▶ _Supplied material_
------------------------------------

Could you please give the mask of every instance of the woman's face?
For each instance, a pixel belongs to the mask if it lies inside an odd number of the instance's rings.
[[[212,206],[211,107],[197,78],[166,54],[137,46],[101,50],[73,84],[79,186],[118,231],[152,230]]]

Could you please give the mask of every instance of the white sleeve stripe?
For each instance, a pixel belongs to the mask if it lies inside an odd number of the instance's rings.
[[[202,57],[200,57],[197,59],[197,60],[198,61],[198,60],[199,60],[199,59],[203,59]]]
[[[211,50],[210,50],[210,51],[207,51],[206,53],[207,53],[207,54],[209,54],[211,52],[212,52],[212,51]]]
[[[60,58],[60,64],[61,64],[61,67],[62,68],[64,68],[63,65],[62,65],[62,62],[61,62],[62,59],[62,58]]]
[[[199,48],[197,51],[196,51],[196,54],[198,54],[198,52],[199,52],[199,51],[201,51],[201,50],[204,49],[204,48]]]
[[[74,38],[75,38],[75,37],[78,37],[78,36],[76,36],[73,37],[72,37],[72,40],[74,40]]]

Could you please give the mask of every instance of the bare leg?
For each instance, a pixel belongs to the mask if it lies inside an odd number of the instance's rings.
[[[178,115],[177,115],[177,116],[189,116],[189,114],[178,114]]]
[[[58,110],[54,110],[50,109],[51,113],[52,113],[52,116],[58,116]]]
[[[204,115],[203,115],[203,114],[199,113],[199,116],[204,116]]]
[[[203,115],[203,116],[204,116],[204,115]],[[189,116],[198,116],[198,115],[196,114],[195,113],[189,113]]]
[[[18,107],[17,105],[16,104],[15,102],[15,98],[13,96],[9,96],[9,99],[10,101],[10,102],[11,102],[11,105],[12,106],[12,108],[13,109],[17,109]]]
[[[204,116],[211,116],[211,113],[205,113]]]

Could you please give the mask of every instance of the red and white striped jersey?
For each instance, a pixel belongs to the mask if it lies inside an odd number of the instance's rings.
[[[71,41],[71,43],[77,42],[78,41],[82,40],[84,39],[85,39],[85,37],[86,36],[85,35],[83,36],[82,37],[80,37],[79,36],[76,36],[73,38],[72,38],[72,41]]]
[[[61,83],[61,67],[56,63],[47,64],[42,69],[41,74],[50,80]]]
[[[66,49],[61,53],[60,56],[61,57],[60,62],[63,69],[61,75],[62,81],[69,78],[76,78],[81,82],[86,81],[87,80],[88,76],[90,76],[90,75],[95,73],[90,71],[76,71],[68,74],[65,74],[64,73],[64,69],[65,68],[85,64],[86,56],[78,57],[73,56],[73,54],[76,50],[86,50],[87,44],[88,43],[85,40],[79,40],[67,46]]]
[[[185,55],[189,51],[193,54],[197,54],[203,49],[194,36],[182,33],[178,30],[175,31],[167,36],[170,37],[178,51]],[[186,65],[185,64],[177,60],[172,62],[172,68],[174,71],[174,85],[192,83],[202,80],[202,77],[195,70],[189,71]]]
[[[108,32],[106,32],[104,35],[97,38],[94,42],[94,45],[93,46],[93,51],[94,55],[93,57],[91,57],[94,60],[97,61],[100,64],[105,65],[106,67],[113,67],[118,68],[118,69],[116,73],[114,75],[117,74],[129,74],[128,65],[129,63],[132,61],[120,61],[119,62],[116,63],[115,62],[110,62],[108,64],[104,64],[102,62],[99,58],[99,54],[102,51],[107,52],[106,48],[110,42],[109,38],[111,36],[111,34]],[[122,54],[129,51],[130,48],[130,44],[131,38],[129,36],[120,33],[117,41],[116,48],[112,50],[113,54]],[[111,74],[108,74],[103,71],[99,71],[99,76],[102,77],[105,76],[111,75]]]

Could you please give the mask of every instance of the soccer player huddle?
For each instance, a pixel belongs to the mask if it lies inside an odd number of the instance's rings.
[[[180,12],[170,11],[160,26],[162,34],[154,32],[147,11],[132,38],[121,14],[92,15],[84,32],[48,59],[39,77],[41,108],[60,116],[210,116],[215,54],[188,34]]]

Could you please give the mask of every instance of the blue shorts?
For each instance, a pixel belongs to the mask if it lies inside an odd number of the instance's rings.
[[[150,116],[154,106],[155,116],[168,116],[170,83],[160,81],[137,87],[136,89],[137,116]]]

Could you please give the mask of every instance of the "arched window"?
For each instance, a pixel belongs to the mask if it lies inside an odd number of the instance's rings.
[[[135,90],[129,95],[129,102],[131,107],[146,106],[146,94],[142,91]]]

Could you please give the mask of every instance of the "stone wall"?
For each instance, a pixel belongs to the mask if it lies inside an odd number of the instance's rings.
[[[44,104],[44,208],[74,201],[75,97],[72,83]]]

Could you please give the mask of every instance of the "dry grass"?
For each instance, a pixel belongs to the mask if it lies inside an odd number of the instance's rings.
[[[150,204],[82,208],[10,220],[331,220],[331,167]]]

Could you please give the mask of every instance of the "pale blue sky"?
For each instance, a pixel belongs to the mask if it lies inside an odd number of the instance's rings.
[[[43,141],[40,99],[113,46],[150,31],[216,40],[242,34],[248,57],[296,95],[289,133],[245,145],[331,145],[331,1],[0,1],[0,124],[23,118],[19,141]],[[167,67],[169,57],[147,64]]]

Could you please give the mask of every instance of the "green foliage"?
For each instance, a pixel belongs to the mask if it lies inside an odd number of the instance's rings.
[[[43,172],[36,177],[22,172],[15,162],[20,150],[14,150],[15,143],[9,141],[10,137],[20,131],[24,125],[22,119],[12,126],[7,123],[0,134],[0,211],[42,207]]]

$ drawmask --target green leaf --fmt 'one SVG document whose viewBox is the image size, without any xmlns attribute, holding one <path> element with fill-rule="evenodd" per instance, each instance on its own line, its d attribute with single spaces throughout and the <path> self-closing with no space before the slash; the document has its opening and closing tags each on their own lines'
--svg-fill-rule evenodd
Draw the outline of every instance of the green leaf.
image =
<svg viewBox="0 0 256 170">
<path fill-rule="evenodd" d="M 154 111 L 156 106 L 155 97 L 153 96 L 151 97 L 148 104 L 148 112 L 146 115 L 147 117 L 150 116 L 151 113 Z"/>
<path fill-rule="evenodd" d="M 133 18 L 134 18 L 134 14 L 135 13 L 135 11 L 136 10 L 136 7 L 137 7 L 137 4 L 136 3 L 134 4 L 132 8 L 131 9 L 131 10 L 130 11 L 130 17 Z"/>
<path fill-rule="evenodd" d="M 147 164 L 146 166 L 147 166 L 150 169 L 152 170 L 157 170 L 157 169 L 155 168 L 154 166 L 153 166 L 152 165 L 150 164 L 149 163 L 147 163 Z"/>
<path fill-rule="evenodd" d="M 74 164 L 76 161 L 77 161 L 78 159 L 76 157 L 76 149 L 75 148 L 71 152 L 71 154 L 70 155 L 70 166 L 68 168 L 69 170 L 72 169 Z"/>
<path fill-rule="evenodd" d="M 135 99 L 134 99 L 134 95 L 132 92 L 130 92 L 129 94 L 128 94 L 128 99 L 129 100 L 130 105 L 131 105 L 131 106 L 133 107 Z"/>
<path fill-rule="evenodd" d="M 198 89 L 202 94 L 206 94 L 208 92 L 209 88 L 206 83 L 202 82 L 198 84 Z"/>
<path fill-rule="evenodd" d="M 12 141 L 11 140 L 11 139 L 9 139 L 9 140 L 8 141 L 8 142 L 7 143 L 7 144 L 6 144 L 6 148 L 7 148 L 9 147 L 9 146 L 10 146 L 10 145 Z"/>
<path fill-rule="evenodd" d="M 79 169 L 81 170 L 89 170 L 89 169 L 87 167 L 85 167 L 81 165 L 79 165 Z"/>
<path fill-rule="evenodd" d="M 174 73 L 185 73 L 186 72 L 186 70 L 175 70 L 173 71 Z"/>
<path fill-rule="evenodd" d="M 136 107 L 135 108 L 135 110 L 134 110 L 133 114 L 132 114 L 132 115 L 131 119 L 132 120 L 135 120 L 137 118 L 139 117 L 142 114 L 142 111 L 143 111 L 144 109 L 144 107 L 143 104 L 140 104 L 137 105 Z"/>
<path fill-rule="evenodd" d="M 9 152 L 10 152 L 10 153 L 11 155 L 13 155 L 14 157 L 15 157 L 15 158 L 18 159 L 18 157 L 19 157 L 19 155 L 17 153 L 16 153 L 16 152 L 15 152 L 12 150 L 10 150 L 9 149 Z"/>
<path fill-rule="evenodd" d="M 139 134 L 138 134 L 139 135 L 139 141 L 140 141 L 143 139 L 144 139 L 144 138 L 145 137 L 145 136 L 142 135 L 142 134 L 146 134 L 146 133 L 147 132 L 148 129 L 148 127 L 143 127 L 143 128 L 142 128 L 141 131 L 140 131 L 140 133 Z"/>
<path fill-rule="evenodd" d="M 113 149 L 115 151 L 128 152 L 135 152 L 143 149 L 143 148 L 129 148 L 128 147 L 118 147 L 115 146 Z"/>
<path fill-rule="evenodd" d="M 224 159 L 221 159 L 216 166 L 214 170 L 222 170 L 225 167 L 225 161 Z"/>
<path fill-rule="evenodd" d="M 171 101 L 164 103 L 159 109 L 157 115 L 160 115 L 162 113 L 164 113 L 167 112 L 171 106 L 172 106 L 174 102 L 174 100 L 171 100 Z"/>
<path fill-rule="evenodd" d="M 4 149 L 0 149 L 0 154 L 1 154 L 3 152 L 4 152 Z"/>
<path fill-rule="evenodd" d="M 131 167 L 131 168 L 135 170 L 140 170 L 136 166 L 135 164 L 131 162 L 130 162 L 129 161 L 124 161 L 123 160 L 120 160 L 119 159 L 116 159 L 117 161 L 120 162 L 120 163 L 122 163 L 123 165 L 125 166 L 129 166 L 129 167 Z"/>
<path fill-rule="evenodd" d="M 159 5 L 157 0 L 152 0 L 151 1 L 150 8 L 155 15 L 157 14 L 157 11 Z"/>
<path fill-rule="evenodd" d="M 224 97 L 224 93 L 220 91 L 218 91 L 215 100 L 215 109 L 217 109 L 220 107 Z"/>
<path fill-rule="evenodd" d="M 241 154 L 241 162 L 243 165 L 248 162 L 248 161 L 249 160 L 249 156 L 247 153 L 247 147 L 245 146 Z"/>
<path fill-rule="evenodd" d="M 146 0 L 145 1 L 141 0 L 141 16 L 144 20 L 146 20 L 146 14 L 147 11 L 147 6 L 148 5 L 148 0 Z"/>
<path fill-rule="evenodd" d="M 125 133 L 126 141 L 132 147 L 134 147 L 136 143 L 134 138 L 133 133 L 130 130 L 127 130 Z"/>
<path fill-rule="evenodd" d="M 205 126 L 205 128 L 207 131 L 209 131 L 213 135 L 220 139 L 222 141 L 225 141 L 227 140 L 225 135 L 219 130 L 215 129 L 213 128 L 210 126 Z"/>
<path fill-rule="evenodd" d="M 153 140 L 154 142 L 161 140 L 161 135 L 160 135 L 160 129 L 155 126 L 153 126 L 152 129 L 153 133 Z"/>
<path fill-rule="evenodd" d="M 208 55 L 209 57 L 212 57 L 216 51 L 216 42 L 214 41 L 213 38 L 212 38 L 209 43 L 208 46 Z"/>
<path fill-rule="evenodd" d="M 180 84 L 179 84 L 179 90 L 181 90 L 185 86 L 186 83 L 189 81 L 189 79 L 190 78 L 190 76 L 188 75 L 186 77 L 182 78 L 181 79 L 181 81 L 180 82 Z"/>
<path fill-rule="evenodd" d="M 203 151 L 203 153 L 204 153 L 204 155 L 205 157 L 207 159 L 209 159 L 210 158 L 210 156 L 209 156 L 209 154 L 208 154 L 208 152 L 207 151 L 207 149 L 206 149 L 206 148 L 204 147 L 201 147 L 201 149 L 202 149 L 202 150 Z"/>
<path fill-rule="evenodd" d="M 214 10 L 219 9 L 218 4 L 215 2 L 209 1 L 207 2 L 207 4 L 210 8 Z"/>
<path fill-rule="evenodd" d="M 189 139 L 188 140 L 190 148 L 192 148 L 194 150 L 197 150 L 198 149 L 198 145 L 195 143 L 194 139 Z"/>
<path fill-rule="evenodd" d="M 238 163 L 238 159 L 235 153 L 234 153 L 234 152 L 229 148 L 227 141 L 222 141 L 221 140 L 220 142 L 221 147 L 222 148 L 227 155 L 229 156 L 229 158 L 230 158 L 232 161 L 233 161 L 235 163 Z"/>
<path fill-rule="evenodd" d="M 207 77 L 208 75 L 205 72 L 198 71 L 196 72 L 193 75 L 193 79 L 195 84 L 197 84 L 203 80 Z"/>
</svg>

------------------------------------

▶ _What is being asked_
Pick out every line of the items above that contains the string "white", treating uppercase and lowercase as different.

▶ _Result of the exercise_
Could you please give the mask of every instance of the white sleeve stripe?
Could you please give the mask of every instance of the red and white striped jersey?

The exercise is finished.